I'm trying to write a script that finds strings in a certain pattern ({?varname}) and replaces them with a corresponding environment variable.

This is what I have so far:

function get_env() {
   echo ${!var}

sed -e 's/{?\([a-z]*}\)/'$(get_env '\1')'/g' file.txt

The function works, e.g. get_env LOGNAME --> dotan

Sed returns the value of the function, e.g. if I replace the function's content with echo __$1__ I will get {?logname} --> __LOGNAME__

However put together it doesn't work. It's like the function always returns an empty string.

I'm not sure what causes the problem here. Any ideas?

  • Probably not your issue but always quote your variables. echo "${!var}"
    – jesse_b
    Commented Feb 25, 2018 at 12:58
  • 1
    You will not be able to pass the back reference \1 out of sed, back into the shell and into your function, and then get the correct value back from there.
    – Kusalananda
    Commented Feb 25, 2018 at 12:58

2 Answers 2


That command line would run get_env '\1' in a command substitution, and paste its output on the command line of sed. You should probably get an error about that, since \1 is not a valid name for a variable.

Dataset rows
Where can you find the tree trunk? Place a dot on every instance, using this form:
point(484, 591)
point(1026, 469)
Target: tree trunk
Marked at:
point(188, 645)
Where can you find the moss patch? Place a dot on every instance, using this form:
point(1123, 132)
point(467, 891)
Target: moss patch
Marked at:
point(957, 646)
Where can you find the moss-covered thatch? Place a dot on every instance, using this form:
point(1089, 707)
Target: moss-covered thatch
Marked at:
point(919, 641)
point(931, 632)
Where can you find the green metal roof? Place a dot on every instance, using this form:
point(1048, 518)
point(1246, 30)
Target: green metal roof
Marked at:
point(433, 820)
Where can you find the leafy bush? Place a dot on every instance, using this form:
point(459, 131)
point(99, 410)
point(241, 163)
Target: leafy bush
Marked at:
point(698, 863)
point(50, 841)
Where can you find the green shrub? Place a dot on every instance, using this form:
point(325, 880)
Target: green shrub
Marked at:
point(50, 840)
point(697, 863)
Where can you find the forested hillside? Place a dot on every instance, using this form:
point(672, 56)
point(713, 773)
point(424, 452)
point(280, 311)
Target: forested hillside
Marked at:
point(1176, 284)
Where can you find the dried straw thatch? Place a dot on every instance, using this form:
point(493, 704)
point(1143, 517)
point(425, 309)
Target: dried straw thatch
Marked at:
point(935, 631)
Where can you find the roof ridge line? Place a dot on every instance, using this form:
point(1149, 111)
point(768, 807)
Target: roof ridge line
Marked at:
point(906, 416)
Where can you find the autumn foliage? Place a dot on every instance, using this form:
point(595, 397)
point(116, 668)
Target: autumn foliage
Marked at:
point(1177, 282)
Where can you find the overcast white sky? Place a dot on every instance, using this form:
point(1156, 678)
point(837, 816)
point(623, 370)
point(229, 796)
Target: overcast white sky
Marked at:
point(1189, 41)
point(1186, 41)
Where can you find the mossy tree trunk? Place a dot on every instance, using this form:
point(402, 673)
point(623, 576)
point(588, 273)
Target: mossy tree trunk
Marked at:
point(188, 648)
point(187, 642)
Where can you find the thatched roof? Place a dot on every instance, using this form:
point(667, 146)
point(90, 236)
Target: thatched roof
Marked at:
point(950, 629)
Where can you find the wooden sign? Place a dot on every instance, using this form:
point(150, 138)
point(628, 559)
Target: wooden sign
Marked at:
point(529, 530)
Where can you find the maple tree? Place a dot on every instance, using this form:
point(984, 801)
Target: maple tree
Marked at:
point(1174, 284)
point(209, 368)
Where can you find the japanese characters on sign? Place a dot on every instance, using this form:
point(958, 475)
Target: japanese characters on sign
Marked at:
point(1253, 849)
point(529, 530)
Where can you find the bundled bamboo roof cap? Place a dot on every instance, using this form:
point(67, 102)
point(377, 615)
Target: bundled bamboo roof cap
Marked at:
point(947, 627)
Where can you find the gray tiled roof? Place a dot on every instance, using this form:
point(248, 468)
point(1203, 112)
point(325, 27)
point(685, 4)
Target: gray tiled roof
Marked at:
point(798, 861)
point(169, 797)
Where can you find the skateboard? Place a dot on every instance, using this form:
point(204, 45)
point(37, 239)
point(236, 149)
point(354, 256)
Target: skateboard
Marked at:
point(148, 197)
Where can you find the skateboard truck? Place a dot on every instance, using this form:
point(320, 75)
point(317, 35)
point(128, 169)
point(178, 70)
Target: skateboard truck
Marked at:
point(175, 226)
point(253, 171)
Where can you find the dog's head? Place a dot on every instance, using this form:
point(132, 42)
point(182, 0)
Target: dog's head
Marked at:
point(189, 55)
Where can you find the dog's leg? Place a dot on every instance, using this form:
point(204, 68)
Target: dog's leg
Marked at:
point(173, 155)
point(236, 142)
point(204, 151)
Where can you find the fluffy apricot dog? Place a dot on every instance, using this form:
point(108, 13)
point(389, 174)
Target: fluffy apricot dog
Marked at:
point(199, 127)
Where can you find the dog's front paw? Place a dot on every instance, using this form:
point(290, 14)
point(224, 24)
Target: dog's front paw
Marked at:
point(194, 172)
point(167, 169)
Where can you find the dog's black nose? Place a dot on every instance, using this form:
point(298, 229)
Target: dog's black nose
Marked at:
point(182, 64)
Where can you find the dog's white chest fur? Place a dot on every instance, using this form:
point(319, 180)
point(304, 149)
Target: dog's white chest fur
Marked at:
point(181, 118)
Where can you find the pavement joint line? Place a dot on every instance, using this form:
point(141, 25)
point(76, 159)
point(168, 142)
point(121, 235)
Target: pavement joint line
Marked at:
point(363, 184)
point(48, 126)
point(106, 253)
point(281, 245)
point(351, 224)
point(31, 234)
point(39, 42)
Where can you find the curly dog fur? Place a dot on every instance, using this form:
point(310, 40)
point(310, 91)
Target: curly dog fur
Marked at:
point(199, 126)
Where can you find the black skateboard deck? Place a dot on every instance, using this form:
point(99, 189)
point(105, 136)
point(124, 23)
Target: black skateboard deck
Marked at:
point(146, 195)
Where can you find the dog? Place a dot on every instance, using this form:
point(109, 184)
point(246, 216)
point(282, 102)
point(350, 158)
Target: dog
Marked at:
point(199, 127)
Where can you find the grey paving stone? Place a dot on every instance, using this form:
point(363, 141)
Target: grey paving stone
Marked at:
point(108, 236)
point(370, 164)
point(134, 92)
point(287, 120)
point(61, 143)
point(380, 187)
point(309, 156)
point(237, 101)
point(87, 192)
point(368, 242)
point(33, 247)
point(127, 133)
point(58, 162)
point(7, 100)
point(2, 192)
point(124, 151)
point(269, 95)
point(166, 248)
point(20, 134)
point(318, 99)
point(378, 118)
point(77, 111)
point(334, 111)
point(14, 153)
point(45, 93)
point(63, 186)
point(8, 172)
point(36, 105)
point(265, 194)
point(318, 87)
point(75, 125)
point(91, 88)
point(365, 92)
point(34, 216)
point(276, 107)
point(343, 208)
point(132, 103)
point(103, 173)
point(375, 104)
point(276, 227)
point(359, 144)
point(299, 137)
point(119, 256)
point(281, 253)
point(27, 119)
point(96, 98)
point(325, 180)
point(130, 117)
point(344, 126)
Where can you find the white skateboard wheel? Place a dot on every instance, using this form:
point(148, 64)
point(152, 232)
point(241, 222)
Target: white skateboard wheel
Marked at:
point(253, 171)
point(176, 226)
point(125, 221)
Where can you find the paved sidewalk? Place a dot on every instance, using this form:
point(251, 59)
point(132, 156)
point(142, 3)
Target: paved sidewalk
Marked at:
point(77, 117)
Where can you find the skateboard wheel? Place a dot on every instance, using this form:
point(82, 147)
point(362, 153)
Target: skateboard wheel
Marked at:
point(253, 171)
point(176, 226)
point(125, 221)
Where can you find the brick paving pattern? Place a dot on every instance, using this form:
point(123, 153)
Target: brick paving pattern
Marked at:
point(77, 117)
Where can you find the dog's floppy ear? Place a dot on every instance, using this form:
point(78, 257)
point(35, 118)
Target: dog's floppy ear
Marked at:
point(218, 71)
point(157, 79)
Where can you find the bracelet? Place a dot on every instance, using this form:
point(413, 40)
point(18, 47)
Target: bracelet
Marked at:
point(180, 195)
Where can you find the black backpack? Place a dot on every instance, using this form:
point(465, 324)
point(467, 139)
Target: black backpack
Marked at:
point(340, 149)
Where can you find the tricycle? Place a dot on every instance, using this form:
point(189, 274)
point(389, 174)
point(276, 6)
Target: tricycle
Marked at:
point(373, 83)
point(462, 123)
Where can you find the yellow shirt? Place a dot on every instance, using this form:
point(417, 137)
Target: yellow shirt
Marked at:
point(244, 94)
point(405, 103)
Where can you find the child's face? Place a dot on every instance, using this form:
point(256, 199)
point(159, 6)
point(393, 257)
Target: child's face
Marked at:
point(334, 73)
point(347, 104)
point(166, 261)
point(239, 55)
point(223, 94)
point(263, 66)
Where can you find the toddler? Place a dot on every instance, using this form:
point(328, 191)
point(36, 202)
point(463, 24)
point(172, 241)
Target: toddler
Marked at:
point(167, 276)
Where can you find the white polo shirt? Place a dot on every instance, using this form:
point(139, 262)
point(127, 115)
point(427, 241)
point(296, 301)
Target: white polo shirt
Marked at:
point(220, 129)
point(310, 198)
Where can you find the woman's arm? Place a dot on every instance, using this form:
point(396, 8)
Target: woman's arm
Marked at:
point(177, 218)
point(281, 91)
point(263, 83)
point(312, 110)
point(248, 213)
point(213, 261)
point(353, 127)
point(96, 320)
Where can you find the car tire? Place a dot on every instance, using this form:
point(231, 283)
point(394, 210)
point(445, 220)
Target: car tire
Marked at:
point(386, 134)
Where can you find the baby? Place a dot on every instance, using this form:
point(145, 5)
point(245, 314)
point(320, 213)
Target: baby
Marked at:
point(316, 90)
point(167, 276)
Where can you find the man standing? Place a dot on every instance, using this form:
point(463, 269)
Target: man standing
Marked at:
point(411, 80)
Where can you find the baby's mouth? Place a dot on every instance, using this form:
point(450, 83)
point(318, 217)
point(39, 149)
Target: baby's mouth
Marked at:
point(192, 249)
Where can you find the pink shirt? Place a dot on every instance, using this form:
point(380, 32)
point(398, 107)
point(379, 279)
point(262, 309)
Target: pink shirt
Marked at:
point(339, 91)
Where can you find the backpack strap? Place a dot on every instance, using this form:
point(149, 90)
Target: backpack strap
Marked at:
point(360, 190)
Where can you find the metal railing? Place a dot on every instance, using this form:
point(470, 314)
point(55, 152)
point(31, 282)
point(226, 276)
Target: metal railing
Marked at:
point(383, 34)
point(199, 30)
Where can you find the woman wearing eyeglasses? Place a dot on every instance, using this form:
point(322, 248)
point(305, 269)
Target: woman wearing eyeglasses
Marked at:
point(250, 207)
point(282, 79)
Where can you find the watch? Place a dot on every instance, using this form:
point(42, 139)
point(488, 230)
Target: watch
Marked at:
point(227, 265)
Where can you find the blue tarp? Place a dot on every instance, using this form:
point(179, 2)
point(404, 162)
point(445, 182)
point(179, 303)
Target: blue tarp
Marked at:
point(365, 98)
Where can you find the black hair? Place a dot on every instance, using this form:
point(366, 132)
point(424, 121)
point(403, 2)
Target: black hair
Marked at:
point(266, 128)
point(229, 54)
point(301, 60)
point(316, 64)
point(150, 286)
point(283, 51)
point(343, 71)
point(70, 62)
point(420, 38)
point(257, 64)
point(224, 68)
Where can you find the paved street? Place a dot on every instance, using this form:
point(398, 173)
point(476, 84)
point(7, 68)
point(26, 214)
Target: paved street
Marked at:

Tasks to perform
1) In the post about replacing {?varname} patterns with environment variables, what does the asker say happens when the function and the sed command are combined?
2) Write the next part of the Q&A on substituting environment variables with sed, picking up right after its final sentence.

Exercise answers
1) It doesn't work; the function seems to always return an empty string.

2)
You could use Perl and s/\{\?([a-z]+)\}/$ENV{$1}/ to do that; %ENV is a hash that contains the environment variables:

$ export name=you
$ echo "hello {?name}" | perl -pe 's/\{\?([a-z]+)\}/$ENV{$1}/'
hello you

(GNU sed has the e command to run external programs, but it uses runs the whole pattern space, not just the matching part, so it doesn't seem to fit here too well.)

Purely in Bash, if you insist (setvar.sh):

while IFS= read -r line ; do
        while [[ $line =~ ^(.*)(\{\?[a-zA-Z0-9_]+\})(.*)$ ]] ; do
                printf -v line "%s%s%s" "${BASH_REMATCH[1]}" "${!varname}" "${BASH_REMATCH[3]}"
        printf "%s\n" "$line" 
done < "${1-/dev/stdin}"

$ echo 'foo {?BASH_VERSION} {?blah} bar' |blah=ABC bash setvar.sh
foo 4.4.12(1)-release ABC bar
  • 1
    good one.. suggestion: e modifier not here.. s/\{\?([a-z]+)\}/$ENV{$1}/ would work too..
    – Sundeep
    Commented Feb 25, 2018 at 13:42
  • 1
    @Sundeep, oh right, it doesn't need that, thanks!
    – ilkkachu
    Commented Feb 25, 2018 at 13:52
  • the get env '\1' part works, actually. Like I said, if the function only echos $1, the value stays the same. Anyway, thanks, but I was looking for a solution in pure bash.
    – Dotan
    Commented Feb 26, 2018 at 18:04
  • @Dotan, well yes, it works, the shell runs the function once, and passes the output to sed's command line. If the output is foo, then sed replaces all matches with foo. If the output of the function is \1 then sed replaces all matches with the first backreference. And if the function is get_env() { echo "$1"; }, it outputs its first argument, so $(get_env '\1') outputs \1.
    – ilkkachu
    Commented Feb 26, 2018 at 19:55
  • @Dotan, but as you saw and as Kusalananda commented, you can't get the string matched by sed back to the shell for the command substitution. That's the reason you're asking this in the first place, isn't it?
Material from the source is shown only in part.